▸ **Written task**
Transcribe every line exactly and omit anything that is a picture.

Photo object pointing records
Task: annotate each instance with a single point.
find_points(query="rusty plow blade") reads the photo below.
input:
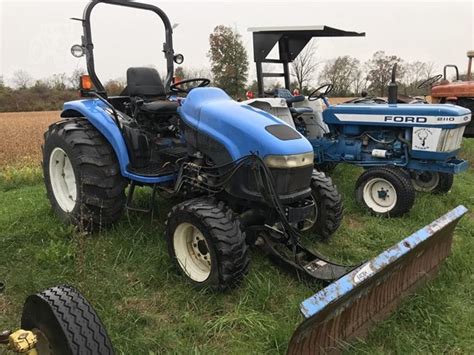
(349, 306)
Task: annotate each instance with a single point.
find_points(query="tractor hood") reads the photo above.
(405, 115)
(240, 129)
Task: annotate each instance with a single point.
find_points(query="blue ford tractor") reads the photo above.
(246, 178)
(402, 147)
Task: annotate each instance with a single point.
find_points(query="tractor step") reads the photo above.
(346, 308)
(153, 170)
(173, 152)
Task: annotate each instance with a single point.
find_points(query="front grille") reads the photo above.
(450, 139)
(292, 180)
(287, 181)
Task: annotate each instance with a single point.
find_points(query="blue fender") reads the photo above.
(240, 128)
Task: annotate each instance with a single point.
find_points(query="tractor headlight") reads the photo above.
(289, 161)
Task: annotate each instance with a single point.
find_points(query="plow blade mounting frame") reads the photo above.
(349, 306)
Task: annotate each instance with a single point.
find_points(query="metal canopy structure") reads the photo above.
(291, 41)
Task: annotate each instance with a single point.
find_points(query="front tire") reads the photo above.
(65, 323)
(329, 208)
(432, 182)
(82, 175)
(206, 242)
(385, 192)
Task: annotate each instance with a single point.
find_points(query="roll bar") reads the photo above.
(89, 46)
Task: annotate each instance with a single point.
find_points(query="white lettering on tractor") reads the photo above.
(406, 119)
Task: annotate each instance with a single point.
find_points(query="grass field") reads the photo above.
(149, 309)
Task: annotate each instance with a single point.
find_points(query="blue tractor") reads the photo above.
(245, 176)
(402, 147)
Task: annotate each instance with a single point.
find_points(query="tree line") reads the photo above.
(229, 70)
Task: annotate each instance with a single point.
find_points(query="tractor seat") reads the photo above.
(146, 84)
(300, 110)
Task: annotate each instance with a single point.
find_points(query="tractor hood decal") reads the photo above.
(429, 120)
(401, 114)
(239, 128)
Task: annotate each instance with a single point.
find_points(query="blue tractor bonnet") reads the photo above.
(241, 129)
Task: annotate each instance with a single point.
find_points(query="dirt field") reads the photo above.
(21, 135)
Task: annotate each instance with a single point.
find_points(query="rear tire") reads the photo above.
(82, 175)
(385, 192)
(206, 242)
(65, 323)
(432, 182)
(329, 206)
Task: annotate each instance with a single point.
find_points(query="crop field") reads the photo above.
(148, 308)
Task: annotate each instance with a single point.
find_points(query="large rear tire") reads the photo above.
(65, 323)
(82, 175)
(206, 242)
(328, 213)
(385, 191)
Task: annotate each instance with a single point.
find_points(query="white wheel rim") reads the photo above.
(425, 181)
(192, 252)
(380, 195)
(63, 180)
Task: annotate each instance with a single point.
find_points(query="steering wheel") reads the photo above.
(176, 87)
(316, 94)
(430, 81)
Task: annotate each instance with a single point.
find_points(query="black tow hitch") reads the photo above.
(295, 257)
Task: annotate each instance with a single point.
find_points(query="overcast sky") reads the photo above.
(36, 36)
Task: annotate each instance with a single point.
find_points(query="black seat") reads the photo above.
(146, 84)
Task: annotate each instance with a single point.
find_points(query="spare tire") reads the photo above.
(65, 323)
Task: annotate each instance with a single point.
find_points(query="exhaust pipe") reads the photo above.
(349, 306)
(470, 55)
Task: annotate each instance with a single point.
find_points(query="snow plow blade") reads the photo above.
(349, 306)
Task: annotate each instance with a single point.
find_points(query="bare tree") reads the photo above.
(342, 73)
(305, 65)
(22, 79)
(73, 79)
(380, 70)
(58, 81)
(415, 73)
(229, 61)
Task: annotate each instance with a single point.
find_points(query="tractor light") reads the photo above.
(289, 161)
(77, 50)
(86, 83)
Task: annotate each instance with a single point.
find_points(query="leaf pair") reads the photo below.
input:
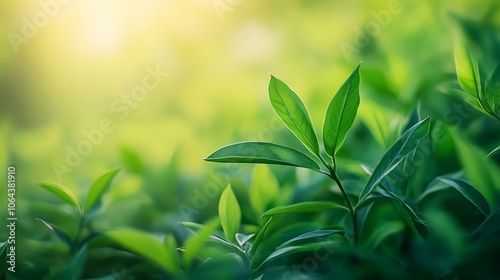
(484, 96)
(339, 117)
(92, 206)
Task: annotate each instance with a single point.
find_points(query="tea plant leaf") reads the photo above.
(382, 232)
(493, 152)
(395, 154)
(303, 207)
(311, 235)
(483, 173)
(243, 238)
(492, 88)
(194, 245)
(63, 193)
(170, 246)
(490, 228)
(146, 246)
(294, 114)
(262, 152)
(58, 232)
(341, 113)
(196, 228)
(260, 237)
(264, 189)
(97, 190)
(3, 259)
(229, 213)
(464, 188)
(76, 265)
(467, 71)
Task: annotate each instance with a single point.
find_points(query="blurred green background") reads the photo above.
(68, 71)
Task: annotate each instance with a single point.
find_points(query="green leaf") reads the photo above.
(294, 114)
(464, 188)
(264, 189)
(467, 70)
(262, 152)
(494, 151)
(260, 237)
(382, 232)
(492, 88)
(483, 173)
(489, 229)
(3, 260)
(229, 213)
(146, 246)
(63, 193)
(303, 207)
(75, 267)
(194, 245)
(59, 233)
(341, 113)
(98, 189)
(170, 246)
(311, 235)
(243, 238)
(395, 154)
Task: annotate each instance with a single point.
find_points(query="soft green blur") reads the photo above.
(79, 69)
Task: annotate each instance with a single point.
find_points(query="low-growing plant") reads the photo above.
(276, 238)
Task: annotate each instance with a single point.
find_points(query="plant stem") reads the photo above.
(332, 173)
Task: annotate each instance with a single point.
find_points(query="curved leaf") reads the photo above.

▸ **Solution to the exercise**
Task: annotate each instance with a single point.
find_points(query="rusty plow blade") reads the photo below.
input:
(349, 306)
Task: annotate each instance with a single point.
find_points(query="tractor hood") reads the photo above.
(405, 115)
(240, 129)
Task: annotate each instance with a single point.
find_points(query="blue ford tractor") reads the photo above.
(246, 178)
(402, 147)
Task: annotate each instance with a single point.
find_points(query="tractor step") reads the photo above.
(346, 308)
(153, 170)
(173, 152)
Task: annotate each instance with a single point.
find_points(query="front grille") reads the photo above.
(450, 139)
(292, 180)
(287, 181)
Task: annotate each instance with a single point.
find_points(query="blue fender") reads the photo above.
(240, 128)
Task: annotate each instance with a single point.
find_points(query="tractor headlight") reads the photo above.
(289, 161)
Task: annotate each instance with a single point.
find_points(query="plow blade mounting frame") reads the photo above.
(349, 306)
Task: annotate each instance with a single point.
find_points(query="metal canopy structure") reads the photo above.
(291, 41)
Task: annotate each instance with a single point.
find_points(query="front tire") reads the photo above.
(65, 323)
(329, 208)
(432, 182)
(82, 175)
(206, 242)
(385, 192)
Task: annotate each instance with a single point.
find_points(query="roll bar") reads the photo above.
(89, 46)
Task: annotate each instance with a single point.
find_points(query="white lettering on tractor") reads the photo above.
(406, 119)
Task: annotate each instance with a single point.
find_points(query="grass field") reads the photo above.
(149, 309)
Task: annotate each instance with a single point.
find_points(query="blue tractor") reads the photo above.
(245, 176)
(402, 147)
Task: annotate each instance with a single point.
find_points(query="tree line") reads the photo above.
(229, 70)
Task: annotate each instance with a single point.
find_points(query="tractor seat") reads the photo above.
(146, 84)
(300, 110)
Task: annotate each instance with a single point.
find_points(query="tractor hood decal") reads the photo above.
(429, 120)
(401, 114)
(239, 128)
Task: annotate each instance with a single point.
find_points(query="blue tractor bonnet") reads the photo above.
(241, 129)
Task: annotate each instance with a single point.
find_points(query="dirt field") reads the photo above.
(21, 135)
Task: annotate each instance with a single point.
find_points(query="rear tire") reads the photo above.
(82, 175)
(385, 192)
(206, 242)
(65, 323)
(432, 182)
(329, 206)
Task: annotate each instance with a single point.
find_points(query="crop field") reads the photo above.
(148, 308)
Task: annotate each instance with a single point.
find_points(query="large rear tire") reads the photo above.
(65, 323)
(82, 175)
(206, 242)
(328, 213)
(385, 191)
Task: annotate each instance with a single point.
find_points(query="white wheel rim") reads the photo above.
(425, 181)
(192, 252)
(380, 195)
(63, 180)
Task: annotate each instance with a single point.
find_points(query="steering wheel") reads the photo above.
(176, 87)
(316, 94)
(430, 81)
Task: annotate each instance with a single point.
find_points(query="black tow hitch") reads the photo above.
(295, 257)
Task: annotate each instance with a single point.
find_points(query="overcast sky") reads the photo above.
(36, 36)
Task: annotate each instance with a single point.
find_points(query="black seat") reads the photo above.
(146, 84)
Task: annotate each instance with a single point.
find_points(query="spare tire") reads the photo above.
(65, 323)
Task: annotate each instance with a single point.
find_points(query="exhaust pipe") reads the photo above.
(349, 306)
(470, 55)
Task: annotate each instance with a single point.
find_points(query="snow plow blade") reads the photo above.
(349, 306)
Task: annotate each instance with a single point.
find_points(query="bare tree") reads the photo above.
(342, 73)
(305, 65)
(22, 79)
(73, 79)
(380, 70)
(58, 81)
(415, 73)
(229, 61)
Task: annotate each instance with a single point.
find_points(query="tractor light") reads the photo above.
(289, 161)
(77, 50)
(86, 83)
Task: annotate each instance with a single point.
find_points(query="leaf pair") reads the photo below.
input:
(484, 96)
(339, 117)
(92, 206)
Task: annotate each instance with a single point.
find_points(query="tea plant leaf") reads the photo above.
(382, 232)
(493, 152)
(395, 154)
(303, 207)
(311, 235)
(483, 173)
(243, 238)
(492, 88)
(194, 245)
(63, 193)
(170, 246)
(490, 228)
(146, 246)
(294, 114)
(262, 152)
(58, 232)
(341, 113)
(196, 228)
(260, 237)
(264, 189)
(97, 190)
(3, 259)
(229, 213)
(464, 188)
(76, 265)
(467, 71)
Task: annotate each instance with a single point.
find_points(query="blurred green background") reads the photo above.
(68, 71)
Task: annotate each instance with a single point.
find_points(query="green leaf") reads the photo above.
(294, 114)
(464, 188)
(264, 189)
(467, 70)
(262, 152)
(494, 151)
(260, 237)
(382, 232)
(492, 88)
(483, 173)
(489, 229)
(3, 260)
(229, 213)
(146, 246)
(63, 193)
(303, 207)
(75, 267)
(194, 245)
(59, 233)
(341, 113)
(98, 189)
(170, 246)
(311, 235)
(243, 238)
(395, 154)
Task: annotate each instance with a single point.
find_points(query="soft green blur") reads the photo above.
(79, 69)
Task: annotate each instance with a single point.
find_points(query="low-growing plant") reads the photo above.
(276, 238)
Task: annotate each instance with a single point.
find_points(query="plant stem") reads the photo above.
(332, 173)
Task: annotate each instance with a single point.
find_points(query="curved leaf") reads the photo above.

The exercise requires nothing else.